EXERCISE DETAILS: Render the lines of the entries below as a Markdown table with the columns Row and Line, starting with the line that contains "Annotation task — annotate the choppy" and going on through the line that contains "Target: choppy water", and skip any blank lines.
━━━━━━━━━━━━━━━━━━━━
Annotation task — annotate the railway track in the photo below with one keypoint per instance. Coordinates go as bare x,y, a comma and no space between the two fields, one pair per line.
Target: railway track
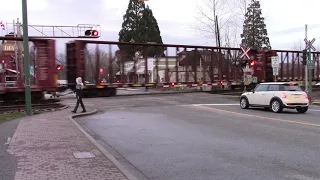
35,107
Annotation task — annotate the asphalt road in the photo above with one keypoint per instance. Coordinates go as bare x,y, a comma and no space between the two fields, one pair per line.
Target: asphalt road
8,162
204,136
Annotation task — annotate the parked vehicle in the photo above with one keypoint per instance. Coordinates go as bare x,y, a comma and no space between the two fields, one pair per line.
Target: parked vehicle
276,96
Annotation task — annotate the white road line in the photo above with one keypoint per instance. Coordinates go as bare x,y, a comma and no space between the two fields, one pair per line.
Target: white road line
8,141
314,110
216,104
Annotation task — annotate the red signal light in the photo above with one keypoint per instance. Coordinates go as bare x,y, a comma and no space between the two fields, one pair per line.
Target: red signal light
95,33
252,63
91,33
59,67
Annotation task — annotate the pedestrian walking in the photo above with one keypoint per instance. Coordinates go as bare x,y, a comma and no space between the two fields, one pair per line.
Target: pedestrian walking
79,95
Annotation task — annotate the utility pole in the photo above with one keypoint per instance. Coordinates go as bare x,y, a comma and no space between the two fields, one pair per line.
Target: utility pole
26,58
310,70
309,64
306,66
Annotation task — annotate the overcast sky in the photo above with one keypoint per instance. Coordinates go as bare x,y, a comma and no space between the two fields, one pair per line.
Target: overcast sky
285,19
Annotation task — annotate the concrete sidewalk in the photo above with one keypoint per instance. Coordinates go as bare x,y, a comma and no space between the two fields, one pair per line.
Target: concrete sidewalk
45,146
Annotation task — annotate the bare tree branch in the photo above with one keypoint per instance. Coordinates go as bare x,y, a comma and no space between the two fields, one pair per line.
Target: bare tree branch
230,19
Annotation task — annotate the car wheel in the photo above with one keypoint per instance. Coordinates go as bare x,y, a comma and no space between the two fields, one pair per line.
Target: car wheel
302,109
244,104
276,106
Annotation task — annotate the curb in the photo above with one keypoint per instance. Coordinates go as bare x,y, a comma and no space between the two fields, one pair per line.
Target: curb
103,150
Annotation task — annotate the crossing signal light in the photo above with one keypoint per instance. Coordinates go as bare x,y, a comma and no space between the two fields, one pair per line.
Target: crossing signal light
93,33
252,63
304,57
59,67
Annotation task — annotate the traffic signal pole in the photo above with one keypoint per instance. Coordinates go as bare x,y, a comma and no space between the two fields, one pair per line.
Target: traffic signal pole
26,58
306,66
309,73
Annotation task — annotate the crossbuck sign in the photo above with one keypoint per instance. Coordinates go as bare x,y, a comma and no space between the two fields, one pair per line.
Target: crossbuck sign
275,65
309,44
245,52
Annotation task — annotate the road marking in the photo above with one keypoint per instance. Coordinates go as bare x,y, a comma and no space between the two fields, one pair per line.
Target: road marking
━━━━━━━━━━━━━━━━━━━━
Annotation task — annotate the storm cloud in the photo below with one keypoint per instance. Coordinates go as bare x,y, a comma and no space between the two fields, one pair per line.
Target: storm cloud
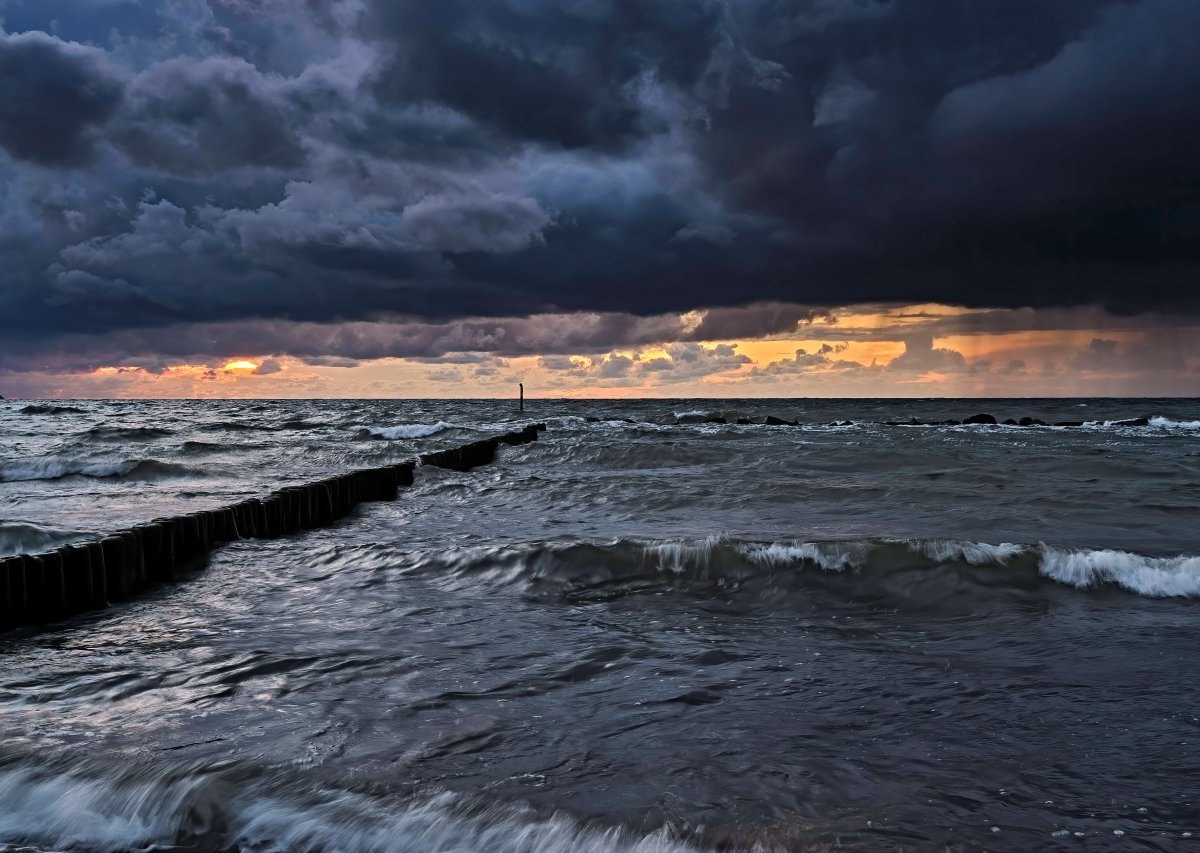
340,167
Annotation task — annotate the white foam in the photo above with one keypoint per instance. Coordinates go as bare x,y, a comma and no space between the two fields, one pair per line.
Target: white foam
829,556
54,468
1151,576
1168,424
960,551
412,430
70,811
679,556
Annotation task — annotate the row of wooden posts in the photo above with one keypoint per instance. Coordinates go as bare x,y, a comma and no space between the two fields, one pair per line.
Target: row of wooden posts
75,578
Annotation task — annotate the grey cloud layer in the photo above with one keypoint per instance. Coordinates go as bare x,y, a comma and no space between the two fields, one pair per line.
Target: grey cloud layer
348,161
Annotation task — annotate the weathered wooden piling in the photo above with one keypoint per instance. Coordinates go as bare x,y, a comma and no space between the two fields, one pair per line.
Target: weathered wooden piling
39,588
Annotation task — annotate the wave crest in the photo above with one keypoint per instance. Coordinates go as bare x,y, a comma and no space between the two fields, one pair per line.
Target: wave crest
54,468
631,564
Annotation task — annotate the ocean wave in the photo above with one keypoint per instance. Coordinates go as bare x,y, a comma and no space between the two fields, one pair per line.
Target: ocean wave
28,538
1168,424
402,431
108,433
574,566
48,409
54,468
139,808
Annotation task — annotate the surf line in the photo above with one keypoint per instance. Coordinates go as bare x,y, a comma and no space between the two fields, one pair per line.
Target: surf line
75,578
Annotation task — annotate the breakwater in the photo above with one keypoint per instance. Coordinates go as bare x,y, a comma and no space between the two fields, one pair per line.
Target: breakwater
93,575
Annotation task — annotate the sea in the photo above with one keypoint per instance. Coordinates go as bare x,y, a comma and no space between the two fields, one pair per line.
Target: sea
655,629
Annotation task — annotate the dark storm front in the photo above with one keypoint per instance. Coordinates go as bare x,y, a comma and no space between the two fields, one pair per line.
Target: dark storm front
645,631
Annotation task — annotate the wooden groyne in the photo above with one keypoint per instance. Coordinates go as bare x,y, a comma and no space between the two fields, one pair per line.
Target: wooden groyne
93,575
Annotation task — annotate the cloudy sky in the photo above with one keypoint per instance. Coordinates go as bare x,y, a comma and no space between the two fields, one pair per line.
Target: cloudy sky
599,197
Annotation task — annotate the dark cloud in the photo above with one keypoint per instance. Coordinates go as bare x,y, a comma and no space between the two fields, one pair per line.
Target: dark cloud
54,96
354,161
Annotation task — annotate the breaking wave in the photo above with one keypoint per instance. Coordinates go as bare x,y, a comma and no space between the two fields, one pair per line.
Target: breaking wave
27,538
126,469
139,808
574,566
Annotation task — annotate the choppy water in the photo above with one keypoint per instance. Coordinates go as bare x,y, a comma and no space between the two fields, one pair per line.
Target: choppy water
━━━━━━━━━━━━━━━━━━━━
SOLUTION TO THE EXERCISE:
| Row | Line |
|---|---|
| 1 | Annotation task — annotate the choppy water in the photo above with one keypoint per instance. Coordinates go as bare x,y, a comma and no space between the two fields, one pair per line. |
| 2 | Target: choppy water |